-- Request 1 --
Copy each of the rows below word for word, with every line kept as is.

[START OF Page excerpt]

Warner Bros. Pictures via Everett Collection
With only a week and change having passed since the release of The Amazing Spider-Man 2, we no doubt feel the question living fresh in our minds: can we ever judge a remake without considering its predecessors? The conversation about the stark contrast in critical favor between Marc Webb's release and Sam Raimi's trilogy (the second installment of his franchise in particular) buzzed loudly, and we imagine the volume will keep in regards to Gareth Edwards' Godzilla. But it'll be a different sound altogether.
The original Godzilla, a Japanese film released in 1954, reinvented the identity of the monster movie, launched a 30-film legacy, and spoke legions about the political climate of its era. The most recent of these films — Roland Emmerich's 1998 American production — is universally bemoaned as a bigger disaster than anything to befall Tokyo at the hands of the giant reptile. With these two entries likely standing out as the most prominent in the minds of contemporary audiences, Edwards' Godzilla has some long shadows cast before it. And in approaching the new movie, one might not be able to avoid comparisons to either. It's fair — by taking on an existing property, a filmmaker knowingly takes on the connotations of that property. But the 2014 installment's great success is that it isn't much like any Godzilla movie we've seen before. In a great, great way.

[END OF Page excerpt]
[START OF Data shown]

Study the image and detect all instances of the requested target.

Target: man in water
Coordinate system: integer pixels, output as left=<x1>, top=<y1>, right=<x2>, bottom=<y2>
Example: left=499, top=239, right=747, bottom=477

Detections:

[END OF Data shown]

-- Request 2 --
Condense the Godzilla excerpt's paragraph beginning "The original Godzilla, a Japanese film" into a shorter version that keeps its main facts.

-- Correct answer 1 --
Study the image and detect all instances of the requested target.

Target: man in water
Coordinate system: integer pixels, output as left=<x1>, top=<y1>, right=<x2>, bottom=<y2>
Example: left=499, top=239, right=747, bottom=477

Detections:

-- Correct answer 2 --
The 1954 Japanese Godzilla reinvented the monster movie, launched a 30-film legacy, and commented on the politics of its time. The latest entry, Roland Emmerich's 1998 American production, is widely considered a disaster. Because these two films stand out most for today's audiences, Gareth Edwards' Godzilla faces inevitable comparisons. Such comparisons are fair for any filmmaker taking on an existing property, but the 2014 film succeeds by being unlike any earlier Godzilla movie, and in a very good way.